[Records of labeled points]
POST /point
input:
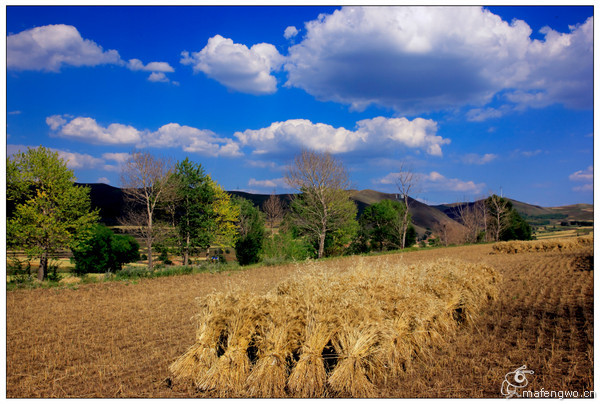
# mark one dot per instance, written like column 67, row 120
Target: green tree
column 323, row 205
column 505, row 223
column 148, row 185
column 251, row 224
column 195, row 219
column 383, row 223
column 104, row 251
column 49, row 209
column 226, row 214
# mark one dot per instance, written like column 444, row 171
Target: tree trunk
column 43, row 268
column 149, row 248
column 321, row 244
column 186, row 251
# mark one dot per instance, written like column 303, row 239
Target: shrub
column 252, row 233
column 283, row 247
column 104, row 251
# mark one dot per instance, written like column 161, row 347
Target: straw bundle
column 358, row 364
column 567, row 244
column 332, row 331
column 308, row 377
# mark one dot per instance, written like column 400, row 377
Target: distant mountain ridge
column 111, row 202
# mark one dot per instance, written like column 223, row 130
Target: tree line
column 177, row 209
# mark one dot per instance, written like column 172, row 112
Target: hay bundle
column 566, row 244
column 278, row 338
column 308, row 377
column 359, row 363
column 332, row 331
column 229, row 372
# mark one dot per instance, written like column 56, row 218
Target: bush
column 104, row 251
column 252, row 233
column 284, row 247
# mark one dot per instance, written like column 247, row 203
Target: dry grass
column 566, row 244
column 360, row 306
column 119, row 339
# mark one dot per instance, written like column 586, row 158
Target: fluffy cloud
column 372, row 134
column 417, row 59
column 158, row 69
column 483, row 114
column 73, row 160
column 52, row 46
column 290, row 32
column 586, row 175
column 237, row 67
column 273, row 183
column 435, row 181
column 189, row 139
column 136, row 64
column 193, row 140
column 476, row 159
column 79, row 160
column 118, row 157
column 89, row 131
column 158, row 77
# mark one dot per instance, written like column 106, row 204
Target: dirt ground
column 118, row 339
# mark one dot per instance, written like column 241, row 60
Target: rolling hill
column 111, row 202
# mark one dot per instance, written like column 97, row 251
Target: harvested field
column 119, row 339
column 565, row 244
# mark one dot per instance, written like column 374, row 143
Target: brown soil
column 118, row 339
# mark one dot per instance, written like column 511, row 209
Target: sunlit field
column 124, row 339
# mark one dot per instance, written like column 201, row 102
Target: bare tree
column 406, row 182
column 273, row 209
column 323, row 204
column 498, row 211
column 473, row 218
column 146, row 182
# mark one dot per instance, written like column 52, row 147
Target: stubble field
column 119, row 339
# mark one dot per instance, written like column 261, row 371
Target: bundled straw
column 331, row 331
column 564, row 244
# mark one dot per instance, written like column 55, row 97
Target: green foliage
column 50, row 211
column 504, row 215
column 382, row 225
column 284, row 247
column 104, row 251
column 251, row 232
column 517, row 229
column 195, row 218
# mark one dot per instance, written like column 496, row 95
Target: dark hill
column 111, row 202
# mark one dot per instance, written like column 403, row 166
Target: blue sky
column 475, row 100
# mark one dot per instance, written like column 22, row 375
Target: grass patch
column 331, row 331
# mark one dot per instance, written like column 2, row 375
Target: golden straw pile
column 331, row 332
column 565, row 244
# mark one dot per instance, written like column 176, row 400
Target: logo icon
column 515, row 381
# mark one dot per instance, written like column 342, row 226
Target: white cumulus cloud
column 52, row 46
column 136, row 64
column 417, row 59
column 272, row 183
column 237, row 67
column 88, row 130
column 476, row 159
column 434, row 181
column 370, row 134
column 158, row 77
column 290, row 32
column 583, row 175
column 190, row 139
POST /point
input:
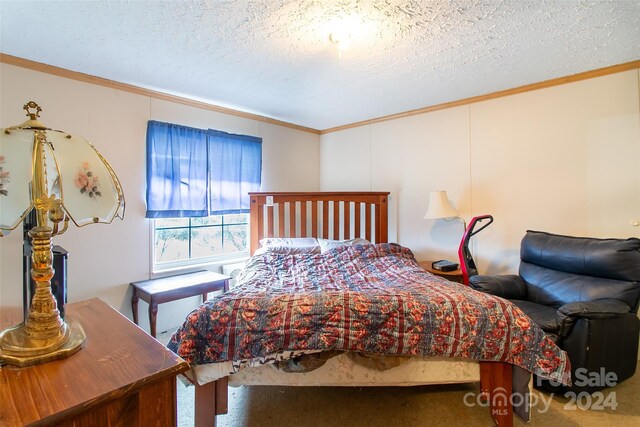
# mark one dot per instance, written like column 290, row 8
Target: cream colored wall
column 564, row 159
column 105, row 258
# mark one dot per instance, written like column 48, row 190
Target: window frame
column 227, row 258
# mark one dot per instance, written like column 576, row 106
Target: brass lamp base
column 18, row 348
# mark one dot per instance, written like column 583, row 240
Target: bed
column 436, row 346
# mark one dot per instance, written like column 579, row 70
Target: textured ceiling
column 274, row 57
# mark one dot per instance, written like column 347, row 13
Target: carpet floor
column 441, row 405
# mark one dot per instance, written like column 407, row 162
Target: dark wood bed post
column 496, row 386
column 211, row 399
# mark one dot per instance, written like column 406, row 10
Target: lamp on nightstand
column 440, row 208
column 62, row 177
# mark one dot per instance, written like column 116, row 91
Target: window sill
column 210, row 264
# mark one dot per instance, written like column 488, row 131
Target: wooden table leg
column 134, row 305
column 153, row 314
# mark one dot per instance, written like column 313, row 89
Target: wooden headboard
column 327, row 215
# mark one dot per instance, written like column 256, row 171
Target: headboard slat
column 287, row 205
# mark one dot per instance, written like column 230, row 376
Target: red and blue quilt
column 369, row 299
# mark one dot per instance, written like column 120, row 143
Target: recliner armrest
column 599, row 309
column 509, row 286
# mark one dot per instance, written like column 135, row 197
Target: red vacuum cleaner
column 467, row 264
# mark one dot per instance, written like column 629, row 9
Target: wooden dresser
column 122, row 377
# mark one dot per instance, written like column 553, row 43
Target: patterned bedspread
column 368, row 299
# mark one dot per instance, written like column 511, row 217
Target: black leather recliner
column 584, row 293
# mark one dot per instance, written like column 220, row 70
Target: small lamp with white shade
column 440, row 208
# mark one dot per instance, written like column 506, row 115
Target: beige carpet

◆ Goal ◆
Please switch "Target" to "Object" throughout the rows above, with nothing else changed, and leave the pictures out of your answer.

◆ Full output ◆
POST /point
input:
# mark one dot per instance, written like column 67, row 120
Object: green tree
column 323, row 205
column 505, row 223
column 148, row 185
column 251, row 224
column 195, row 219
column 383, row 223
column 104, row 251
column 49, row 209
column 226, row 214
# mark one dot per instance, written like column 444, row 171
Object: tree trunk
column 43, row 268
column 149, row 248
column 321, row 244
column 186, row 251
# mark one dot per instance, written like column 303, row 239
Object: shrub
column 252, row 233
column 283, row 247
column 104, row 251
# mark one dot per instance, written like column 161, row 347
Object: straw bundle
column 358, row 364
column 567, row 244
column 332, row 331
column 308, row 377
# mark one dot per instance, written like column 400, row 377
Object: distant mountain ridge
column 111, row 202
# mark one dot per instance, written like column 223, row 130
Object: tree line
column 177, row 209
# mark one dot per instance, written like column 172, row 112
Object: hay bundle
column 566, row 244
column 278, row 338
column 308, row 377
column 359, row 363
column 332, row 331
column 229, row 372
# mark one dot per instance, written like column 56, row 218
Object: bush
column 104, row 251
column 252, row 233
column 284, row 247
# mark one dot per instance, written like column 247, row 203
Object: dry grass
column 566, row 244
column 360, row 306
column 119, row 339
# mark one dot per instance, written like column 586, row 158
Object: fluffy cloud
column 372, row 134
column 417, row 59
column 158, row 69
column 483, row 114
column 73, row 160
column 52, row 46
column 290, row 32
column 586, row 175
column 237, row 67
column 273, row 183
column 435, row 181
column 189, row 139
column 136, row 64
column 193, row 140
column 476, row 159
column 79, row 160
column 118, row 157
column 89, row 131
column 158, row 77
# mark one dot per instance, written like column 106, row 204
Object: dirt ground
column 118, row 339
# mark one dot per instance, written like column 241, row 60
Object: rolling hill
column 111, row 202
# mark one dot per instance, written like column 97, row 251
Object: harvested field
column 119, row 339
column 565, row 244
# mark one dot per instance, written like column 374, row 143
Object: brown soil
column 118, row 339
# mark one dot per instance, written like column 511, row 209
Object: sunlit field
column 124, row 339
# mark one dot per instance, written like column 201, row 102
Object: bare tree
column 406, row 182
column 273, row 209
column 323, row 204
column 498, row 211
column 473, row 218
column 146, row 182
# mark one dot per instance, written like column 52, row 147
Object: stubble field
column 119, row 339
# mark one dot per instance, written like column 261, row 371
Object: bundled straw
column 331, row 331
column 564, row 244
# mark one dot per instance, written like column 55, row 97
Object: green foliage
column 50, row 211
column 504, row 215
column 382, row 225
column 284, row 247
column 104, row 251
column 251, row 232
column 517, row 229
column 195, row 218
# mark one dot per instance, written like column 496, row 95
Object: dark hill
column 111, row 202
# mark one dot per instance, written like column 403, row 166
Object: blue sky
column 475, row 100
# mark one dot per instance, written like column 22, row 375
Object: grass patch
column 331, row 331
# mark one dot per instance, written like column 2, row 375
Object: golden straw pile
column 331, row 332
column 565, row 244
# mark one dot per instance, written like column 176, row 400
Object: logo icon
column 515, row 381
# mark one dot per instance, written like column 342, row 226
Object: white cumulus cloud
column 52, row 46
column 136, row 64
column 417, row 59
column 272, row 183
column 237, row 67
column 88, row 130
column 476, row 159
column 434, row 181
column 370, row 134
column 158, row 77
column 290, row 32
column 583, row 175
column 190, row 139
POST /point
input:
# mark one dot per instance, written like column 290, row 8
Object: cream colored wall
column 564, row 159
column 105, row 258
# mark one dot per instance, written like column 48, row 190
Object: window frame
column 227, row 258
# mark one dot per instance, written like column 576, row 106
Object: brass lamp base
column 18, row 348
# mark one dot per instance, written like column 583, row 240
Object: bed
column 436, row 346
# mark one dot per instance, written like column 579, row 70
Object: textured ceiling
column 274, row 57
# mark one dot per instance, written like column 347, row 13
Object: carpet floor
column 441, row 405
# mark one dot per instance, written like column 407, row 162
Object: dark wood bed post
column 496, row 386
column 211, row 399
# mark one dot per instance, written like column 406, row 10
Object: lamp on nightstand
column 440, row 208
column 62, row 177
# mark one dot per instance, written like column 116, row 91
Object: window sill
column 210, row 264
# mark one dot per instance, written like column 488, row 131
Object: wooden table leg
column 134, row 305
column 153, row 314
# mark one dot per instance, written like column 313, row 89
Object: wooden headboard
column 327, row 215
# mark one dot per instance, written like column 256, row 171
Object: headboard slat
column 287, row 205
# mark one dot per instance, written like column 230, row 376
Object: red and blue quilt
column 369, row 299
# mark one dot per instance, written like column 120, row 143
Object: recliner armrest
column 599, row 309
column 509, row 286
# mark one dot per instance, written like column 135, row 197
Object: red vacuum cleaner
column 467, row 264
# mark one dot per instance, written like column 629, row 9
Object: wooden dresser
column 122, row 377
# mark one dot per instance, written like column 553, row 43
Object: patterned bedspread
column 368, row 299
# mark one dot per instance, written like column 511, row 217
Object: black leather recliner
column 584, row 293
# mark one dot per instance, written like column 220, row 70
Object: small lamp with white shade
column 440, row 208
# mark one dot per instance, written like column 506, row 115
Object: beige carpet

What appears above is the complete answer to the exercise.